> [What to do]: Starting at the line that contains "pixel 536 223", transcribe every remaining line of the entries exactly, including the last one.

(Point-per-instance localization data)
┏━━

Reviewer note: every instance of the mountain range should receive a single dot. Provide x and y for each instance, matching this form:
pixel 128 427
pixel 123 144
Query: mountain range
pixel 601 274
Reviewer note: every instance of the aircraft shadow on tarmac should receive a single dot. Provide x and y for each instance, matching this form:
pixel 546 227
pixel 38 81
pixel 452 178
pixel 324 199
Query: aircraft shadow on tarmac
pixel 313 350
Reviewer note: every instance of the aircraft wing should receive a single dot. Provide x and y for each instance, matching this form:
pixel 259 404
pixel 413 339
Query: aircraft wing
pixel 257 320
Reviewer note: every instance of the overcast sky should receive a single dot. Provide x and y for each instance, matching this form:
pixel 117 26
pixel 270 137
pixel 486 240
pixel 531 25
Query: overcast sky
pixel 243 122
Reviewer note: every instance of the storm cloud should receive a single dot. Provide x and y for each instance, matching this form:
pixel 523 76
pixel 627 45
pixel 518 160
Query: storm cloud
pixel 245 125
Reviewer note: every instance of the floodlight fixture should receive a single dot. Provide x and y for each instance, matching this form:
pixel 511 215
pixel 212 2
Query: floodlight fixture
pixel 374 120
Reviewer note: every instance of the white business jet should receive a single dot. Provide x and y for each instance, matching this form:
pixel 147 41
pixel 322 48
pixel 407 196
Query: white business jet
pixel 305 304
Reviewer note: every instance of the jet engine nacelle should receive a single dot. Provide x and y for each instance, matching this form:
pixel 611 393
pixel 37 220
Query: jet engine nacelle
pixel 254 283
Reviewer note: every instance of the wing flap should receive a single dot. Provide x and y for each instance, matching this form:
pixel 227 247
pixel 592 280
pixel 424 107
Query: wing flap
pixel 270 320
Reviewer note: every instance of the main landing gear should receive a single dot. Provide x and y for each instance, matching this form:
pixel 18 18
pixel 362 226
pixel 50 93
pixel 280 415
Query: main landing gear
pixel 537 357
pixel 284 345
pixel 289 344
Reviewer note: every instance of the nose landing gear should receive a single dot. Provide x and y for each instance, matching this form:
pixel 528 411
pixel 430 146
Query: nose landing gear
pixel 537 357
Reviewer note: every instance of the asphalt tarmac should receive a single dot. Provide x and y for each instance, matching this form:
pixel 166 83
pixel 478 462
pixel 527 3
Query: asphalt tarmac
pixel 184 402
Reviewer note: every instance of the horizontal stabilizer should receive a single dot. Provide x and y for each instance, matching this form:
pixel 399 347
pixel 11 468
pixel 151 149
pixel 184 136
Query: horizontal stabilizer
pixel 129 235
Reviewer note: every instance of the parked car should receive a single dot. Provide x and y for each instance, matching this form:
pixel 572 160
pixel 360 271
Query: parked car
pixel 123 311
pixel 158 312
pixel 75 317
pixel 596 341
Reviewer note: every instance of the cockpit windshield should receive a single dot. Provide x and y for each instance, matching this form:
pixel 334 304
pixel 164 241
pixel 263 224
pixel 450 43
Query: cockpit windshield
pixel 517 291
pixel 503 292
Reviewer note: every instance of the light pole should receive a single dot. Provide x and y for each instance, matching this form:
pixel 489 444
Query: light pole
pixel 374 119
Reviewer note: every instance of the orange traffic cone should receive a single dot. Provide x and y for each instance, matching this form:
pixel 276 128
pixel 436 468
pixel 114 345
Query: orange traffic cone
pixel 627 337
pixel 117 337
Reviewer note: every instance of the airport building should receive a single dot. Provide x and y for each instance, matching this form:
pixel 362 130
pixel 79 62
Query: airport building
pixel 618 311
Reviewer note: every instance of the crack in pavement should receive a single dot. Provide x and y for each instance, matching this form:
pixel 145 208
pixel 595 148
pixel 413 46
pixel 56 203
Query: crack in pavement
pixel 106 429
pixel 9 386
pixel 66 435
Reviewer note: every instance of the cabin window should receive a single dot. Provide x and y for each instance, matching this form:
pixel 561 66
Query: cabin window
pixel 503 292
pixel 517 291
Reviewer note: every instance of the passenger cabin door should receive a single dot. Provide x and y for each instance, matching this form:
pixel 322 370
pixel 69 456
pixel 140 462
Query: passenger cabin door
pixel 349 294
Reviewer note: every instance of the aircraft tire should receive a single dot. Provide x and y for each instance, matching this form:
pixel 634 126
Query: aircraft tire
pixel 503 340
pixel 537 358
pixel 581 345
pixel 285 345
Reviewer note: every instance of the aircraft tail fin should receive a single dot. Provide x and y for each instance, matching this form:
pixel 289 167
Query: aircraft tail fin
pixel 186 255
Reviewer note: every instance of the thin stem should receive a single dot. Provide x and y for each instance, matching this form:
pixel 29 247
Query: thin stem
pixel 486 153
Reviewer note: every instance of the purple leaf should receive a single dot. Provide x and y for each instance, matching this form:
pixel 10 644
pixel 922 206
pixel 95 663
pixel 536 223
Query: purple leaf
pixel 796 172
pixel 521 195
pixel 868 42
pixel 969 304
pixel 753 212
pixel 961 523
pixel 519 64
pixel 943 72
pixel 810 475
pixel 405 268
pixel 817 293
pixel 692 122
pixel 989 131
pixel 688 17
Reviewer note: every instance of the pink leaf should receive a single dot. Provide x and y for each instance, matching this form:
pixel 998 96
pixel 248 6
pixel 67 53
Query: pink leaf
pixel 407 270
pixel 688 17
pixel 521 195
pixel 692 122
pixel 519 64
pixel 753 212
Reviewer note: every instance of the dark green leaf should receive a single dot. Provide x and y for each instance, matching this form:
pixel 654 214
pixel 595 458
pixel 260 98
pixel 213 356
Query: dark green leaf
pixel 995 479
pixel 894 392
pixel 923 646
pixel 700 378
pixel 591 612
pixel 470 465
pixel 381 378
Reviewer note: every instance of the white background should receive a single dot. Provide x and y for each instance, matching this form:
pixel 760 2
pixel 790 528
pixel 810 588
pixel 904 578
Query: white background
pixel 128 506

┗━━

> [Answer to the problem]:
pixel 536 223
Query: purple leaf
pixel 796 172
pixel 521 195
pixel 868 42
pixel 969 304
pixel 753 212
pixel 961 523
pixel 519 64
pixel 943 72
pixel 810 475
pixel 405 268
pixel 817 293
pixel 692 122
pixel 989 131
pixel 688 17
Reviewer note: every instance of the pink leaf should receive a single dot. Provide x and y for each instance, matching this form:
pixel 998 96
pixel 248 6
pixel 67 53
Query: pink leaf
pixel 407 270
pixel 688 17
pixel 521 195
pixel 692 122
pixel 519 64
pixel 753 212
Reviewer note: every instance of the dark green leaf should receive a single dot. Provide x and y for each instance, matching this form:
pixel 654 214
pixel 595 458
pixel 260 98
pixel 213 356
Query: dark green leaf
pixel 995 479
pixel 894 392
pixel 923 646
pixel 700 378
pixel 591 612
pixel 470 465
pixel 381 378
Reviewer note: every instance of the white background should receive a single dot. Provide x and y for each instance, matching this form:
pixel 760 2
pixel 790 528
pixel 810 588
pixel 904 578
Query: white background
pixel 128 506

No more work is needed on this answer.